→ **PASSAGE SHOWN**:
#####

Re: [Corpora-List] Is the TEI a waste of time?

From: Lars Aronsson (lars@aronsson.se)
Date: Fri Jun 27 2003 - 19:56:20 MET DST

  • Next message: diabruck@coli.uni-sb.de: "[Corpora-List] DiaBruck 2003, call for participation and for demos and project notes (Submission deadline: July 11 2003)"

    David Graff wrote:
    > I agree wholeheartedly with these points. However, it is possible to
    > devote all due attention and care to the "niceties, whys and wherefores"
    > without strict adherence to the full details of TEI specifications.

    I'm new on this list and I'm not a linguist. But I do run a website
    of Scandinavian/Nordic literature ("Project Runeberg", runeberg.org)
    since 1992 and I was among those who read the TEI P3 guidelines when
    they first appeared. My own conclusion was that TEI was too much and
    I didn't see any immediate need for it in my application. None of my
    users have asked me to add TEI markup. Some have asked me why I don't
    use TEI, but that is a different thing. I return by asking for a
    reason, and I never hear any. If *you* can explain why TEI markup of
    Project Runeberg's texts would make them *any more useful to you*, I
    might well give it a shot. This is an invitation. The explanation
    should detail what parts of TEI would be useful to you.

#####

→ **RAW DATA**:
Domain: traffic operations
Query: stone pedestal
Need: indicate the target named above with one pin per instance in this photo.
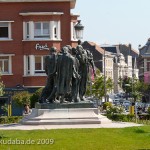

#####

→ **WRITTEN REQUEST A**:
Answer each of these from the forum message about TEI above, one line per answer, marked the same way:
(i) Who wrote the quoted passage the message replies to?
(ii) Since what year has the writer run a literature website?
(iii) What are the site's name and address?
→ **WRITTEN REQUEST B**:
Condense the paragraph of the TEI forum message beginning "I'm new on this list" into a short bulleted list that keeps its main facts.
→ **WRITTEN REQUEST C**:
Carry on the forum message about TEI markup from its final sentence.

→ **EXERCISE RESULT A**:
(i) David Graff
(ii) 1992
(iii) Project Runeberg, runeberg.org

→ **EXERCISE RESULT B**:
- The writer is new to the list and is not a linguist.
- Since 1992 the writer has run Project Runeberg (runeberg.org), a website of Scandinavian/Nordic literature.
- The writer read the TEI P3 guidelines when they first appeared and concluded that TEI was too much, with no immediate need for it in that application.
- No users have asked for TEI markup. Some have asked why it isn't used, but none give a reason when asked for one.
- The writer invites anyone to explain, in detail and naming the relevant parts of TEI, how TEI markup would make Project Runeberg's texts more useful to them.

→ **EXERCISE RESULT C**:
    Since 1998, Project Runeberg has added facsimile images to the old
    books and journals that we digitize. Since this is a zero-budget
    hobbyist project and the highest cost of digitization is proofreading,
    we publish facsimile images together with raw OCR text. This spring
    we have got a system working where any reader can correct errors and
    proofread these texts over the web, directly from the browser (earlier
    we used proofreading by e-mail). Usage is catching on and we are
    now producing high quality texts at a good speed. Also this spring,
    we fininished scanning two editions (20 + 38 volumes) of the Swedish
    encyclopedia "Nordisk familjebok" (http://runeberg.org/nf/), which now
    constitutes about half of our entire facsimile collection (45,000 of
    100,000 pages). The OCR text from the encyclopedia is 245 megabytes.
    A typical page would be http://runeberg.org/nfbe/0408.html

    I'd be interested in ways to make this collection more useful.

    -- 
      Lars Aronsson (lars@aronsson.se)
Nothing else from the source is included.